**What the task asks:** Transcribe each entry so that nothing differs from the original.
Segment Start: Records to process
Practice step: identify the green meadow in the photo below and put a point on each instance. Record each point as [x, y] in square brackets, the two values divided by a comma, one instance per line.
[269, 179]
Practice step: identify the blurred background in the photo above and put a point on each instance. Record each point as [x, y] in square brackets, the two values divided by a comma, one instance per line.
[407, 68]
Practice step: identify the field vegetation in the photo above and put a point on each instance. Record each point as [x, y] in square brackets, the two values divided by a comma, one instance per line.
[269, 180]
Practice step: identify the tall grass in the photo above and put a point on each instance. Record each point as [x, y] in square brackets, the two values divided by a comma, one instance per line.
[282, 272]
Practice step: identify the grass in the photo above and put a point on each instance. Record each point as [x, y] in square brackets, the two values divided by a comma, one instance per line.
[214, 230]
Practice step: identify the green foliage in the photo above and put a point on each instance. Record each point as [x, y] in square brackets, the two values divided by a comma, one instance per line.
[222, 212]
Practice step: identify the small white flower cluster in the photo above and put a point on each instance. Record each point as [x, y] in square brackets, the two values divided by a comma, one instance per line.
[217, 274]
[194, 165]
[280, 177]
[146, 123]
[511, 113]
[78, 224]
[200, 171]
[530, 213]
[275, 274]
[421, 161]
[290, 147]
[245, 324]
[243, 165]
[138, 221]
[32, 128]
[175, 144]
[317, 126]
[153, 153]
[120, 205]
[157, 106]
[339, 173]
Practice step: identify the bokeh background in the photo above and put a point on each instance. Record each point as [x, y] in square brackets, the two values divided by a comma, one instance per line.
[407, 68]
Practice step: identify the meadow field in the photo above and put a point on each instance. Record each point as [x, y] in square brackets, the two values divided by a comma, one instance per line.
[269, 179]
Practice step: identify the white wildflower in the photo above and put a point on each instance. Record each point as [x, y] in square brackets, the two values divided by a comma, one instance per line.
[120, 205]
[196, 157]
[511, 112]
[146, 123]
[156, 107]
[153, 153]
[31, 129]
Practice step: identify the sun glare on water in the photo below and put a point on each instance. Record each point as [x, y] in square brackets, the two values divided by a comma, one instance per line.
Segment End: Records to process
**Result:**
Practice step: identify the green meadow in the photo below and put a point on each instance. Record each point as [x, y] in square brackets, the two values divided by a comma, one instance per line.
[269, 179]
Practice step: identify the blurred background in the photo above and put a point on each instance. Record each point as [x, y] in square brackets, the two values divided by a comma, one instance per line.
[407, 68]
Practice step: identify the field vegetation in the photo above and put a point on each instance. Record each point as [x, y] in square brackets, the two values divided by a comma, one instance per line.
[269, 180]
Practice step: identify the tall grass in the photo above and put a point on each instance. Record each point as [x, y] in square brackets, the two values divided by a comma, one instance per line.
[282, 272]
Practice step: identify the grass in the photo above and put a point on each instance. Record each point as [x, y] in square brackets, the two values divided by a comma, one instance per line.
[214, 230]
Practice step: identify the green foliage in the photo above and put a point on each instance. Record each point as [x, y] in square brackets, the two values divided by a comma, one instance per line.
[222, 212]
Practice step: identify the small white flower cluster in the photo above and put a point on each instance. Record each point as [x, y] in square brackets, the two values divided by a comma, one instance per line.
[217, 274]
[194, 165]
[280, 177]
[146, 123]
[511, 113]
[78, 224]
[200, 171]
[530, 213]
[275, 274]
[421, 161]
[290, 147]
[245, 324]
[243, 165]
[138, 221]
[32, 128]
[175, 144]
[317, 126]
[153, 153]
[120, 205]
[157, 106]
[339, 173]
Practice step: identify the bokeh background in the photo above and put a point on each instance. Record each point as [x, y] in square brackets, the two values divided by a comma, one instance per line.
[407, 68]
Practice step: identify the meadow field in the photo above and put a point on each instance. Record each point as [x, y] in square brackets, the two values divided by a comma, one instance per line.
[269, 179]
Practice step: identify the white wildflower in the photo above and put a point on each instance. Record each point as [x, y] in square brackets, the two values divided by a comma, one instance per line.
[120, 205]
[196, 157]
[511, 112]
[146, 123]
[156, 107]
[153, 153]
[31, 129]
Practice step: identify the sun glare on water in the photo below and put a point on each instance. Record each point as [x, y] in square brackets, the two values divided by a comma, one instance per line.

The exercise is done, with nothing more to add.